文書抜粋:
++++++++
ーー:人生。確かにアラタくんとかを見てても、もちろん「小さい子がかわいい」みたいな視点もあるんですけど、顔つきや表情がプロフェッショナルですもん。身が引き締まる思いです。
アラン・ダビッド:平日は公演が終わった後ここで空中ブランコや綱渡りをみんなで練習して、そうやって育ってきました。ご飯も遊びもみんな一緒で、昨日も裏に大きなプールを作って、ショーをやってる時小さい子達はずっと遊んでたり、駐車場でサッカーしたり。
ヒサエ:こういう生活の中で精神的にみんな強靭になってるんです。姫路公演の時にアラン・ダビッドがマラソンに出場させてもらったんですけど、42.195kmをほぼ練習なしで走り切ったんですよ。あれって本当に精神的に強くないと無理だよなって感じて。靴を脱いだら血だらけだったもんね。肉体もだし、怪我しても出たり痛くても出たりっていう、精神的な強さがないとやれないことだよなって感じています。
つながっているフジロック・ファミリーの絆
ーー:そんなさくらサーカスならではの魅力ってどういうところだと思いますか?

(ここで「パパー!」と娘さんが乱入)
ヒサエ:まさにこういうところですね。だめだめ、今パパお仕事だから(笑)
アラン・ダビッド:(笑)。さくらサーカスはたくさんの家族でつくってて、お客さんもそのあたたかさを感じられるところがいいんじゃないかな。他のサーカスだとどうしてもアーティストとお客さんで分かれるけど、壁がなくてお客さんと一緒になってるのが魅力だと思います。
++++++++
[ポイントラベル付けの例]
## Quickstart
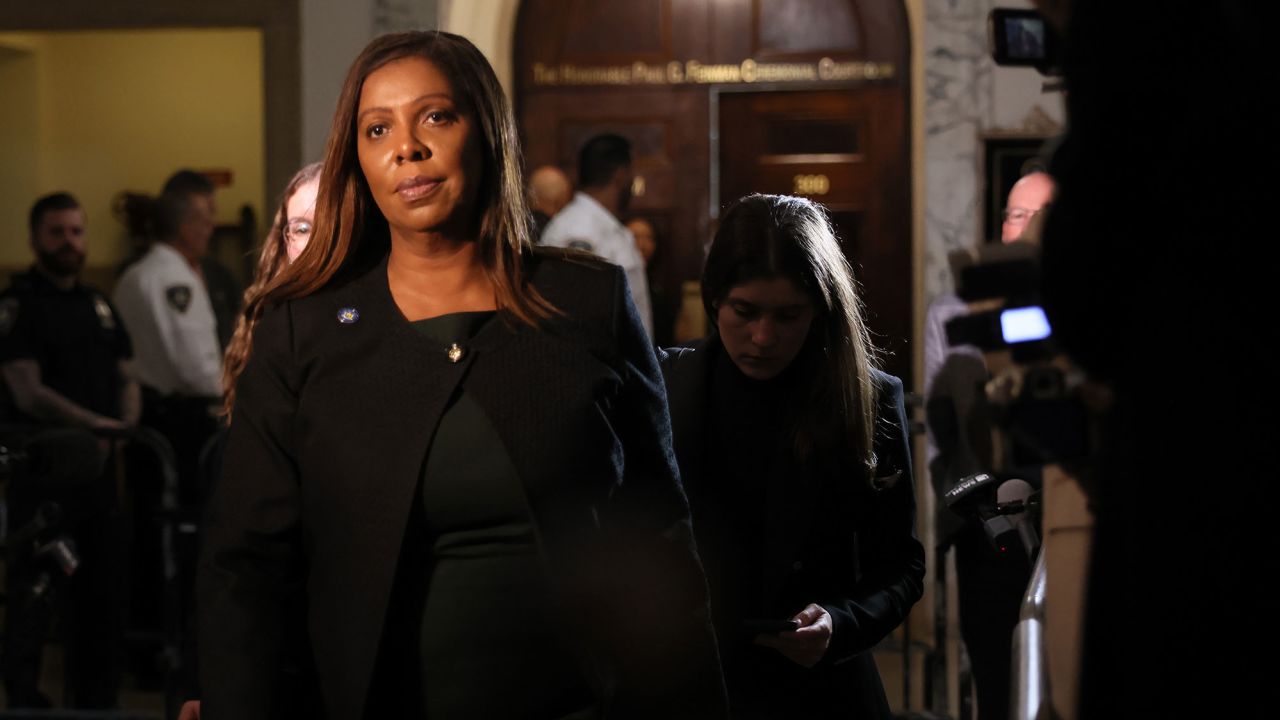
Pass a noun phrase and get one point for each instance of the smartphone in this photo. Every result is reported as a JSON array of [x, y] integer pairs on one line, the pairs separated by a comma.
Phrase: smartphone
[[769, 625]]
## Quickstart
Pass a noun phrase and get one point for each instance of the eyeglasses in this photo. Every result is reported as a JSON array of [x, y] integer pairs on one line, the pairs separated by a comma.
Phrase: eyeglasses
[[1019, 215], [298, 231]]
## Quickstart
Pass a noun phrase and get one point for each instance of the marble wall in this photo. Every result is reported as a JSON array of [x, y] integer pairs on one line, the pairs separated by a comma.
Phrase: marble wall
[[965, 96]]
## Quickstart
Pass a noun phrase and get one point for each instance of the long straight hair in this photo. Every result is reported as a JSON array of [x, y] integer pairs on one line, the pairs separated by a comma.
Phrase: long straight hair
[[273, 259], [350, 229], [777, 236]]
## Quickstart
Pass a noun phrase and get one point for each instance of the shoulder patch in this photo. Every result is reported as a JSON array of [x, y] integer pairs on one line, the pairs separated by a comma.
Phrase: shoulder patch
[[105, 317], [179, 297], [8, 315]]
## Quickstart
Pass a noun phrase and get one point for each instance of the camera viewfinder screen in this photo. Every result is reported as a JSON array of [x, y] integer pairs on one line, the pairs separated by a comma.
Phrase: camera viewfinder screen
[[1024, 324], [1024, 39]]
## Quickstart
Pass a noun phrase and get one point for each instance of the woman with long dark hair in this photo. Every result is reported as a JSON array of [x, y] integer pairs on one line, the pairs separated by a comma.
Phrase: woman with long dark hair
[[794, 451], [288, 237], [452, 449]]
++++++++
さくらサーカスのインタビューを、最後の発言の後から書き継いでください。 資料は、さくらサーカスのインタビューとは別の出典から取られたものです。

解答:
ーー:観ている中でもすごく感じますね。ビジネスライクなものとは違う、ファミリーのつながり。フジロックでも何回か見させてもらってる中で、「アラシくん大きくなったなあ」とか「アラタくんめっちゃかっこよくなってるやん!」とか、毎回色々感じます。
ヒサエ:よく言われます!親戚が一年に一回集まるような雰囲気ですよね(笑)。フジロック・ファミリーの方々も子どもの成長を楽しみにしてくれてて、例えば苗場プリンスホテルの自販機や売店を運営してくださってるご家族にいつもお世話になっていて、すごく可愛がってくれます。りんごを送ってくれたり、大阪も来るよって言ってくれてて。
ーー:フジロックで色々つながりができて、一緒に育っていくような感じもありますよね。
アラン・ダビッド:そうですね。パレス・オブ・ワンダーの人たちとも仲良くなって、まさにファミリーって感じがします。
ーー:パレスの方々っていうと、去年ROUTE 17 Rock’n’Roll ORCHESTRAのライブが終わってから日高さんとともにジェイソンとお兄さんのギャズが出てきて、お父さんのジョン・メイオールを悼む時間がありましたね。そこでパレスの方々もたくさん出てきて。
ヒサエ:お兄ちゃんは一緒にステージ立ったよね。
アラン・ダビッド:グリーンステージから見た光景もすごかったし、改めてパレスのビッグファミリーを感じました。
ヒサエ:日高さんはご挨拶するくらいなんですけど、子どもの成長をずっと見てくれてて。みんなのお父さんだよね。
ーー:「フジロック・ファミリー」っていうのが印象的です。血縁だけじゃなくて、もっと大きくてゆるやかなつながりのあたたかさを感じますね。
ショーをするだけじゃなく、自由に楽しむフジロックの日々
ーー:ちなみにフジロックはいつくらいに現地入りしてるんですか?
アラン・ダビッド:今年は21日に入って、設営をして本番って感じですね。堺公演と並行してやるので全員は行けないんですが、みんなフジロックが大好きなので行きたがってます(笑)
ーー:みなさんお好きなんですね!ショーの時間以外はどんな感じで過ごしてますか?
アラン・ダビッド:川に行ったりとか、ドラゴンドラで上まで行って戻ってきたり毎年してますね。2023年は僕の大好きなBAD HOPが出演してて、前の方で楽しんでから終わったら走ってショーの準備っていう。おいしいものもいっぱいあるから色々食べたり、みんな自由に楽しんでます。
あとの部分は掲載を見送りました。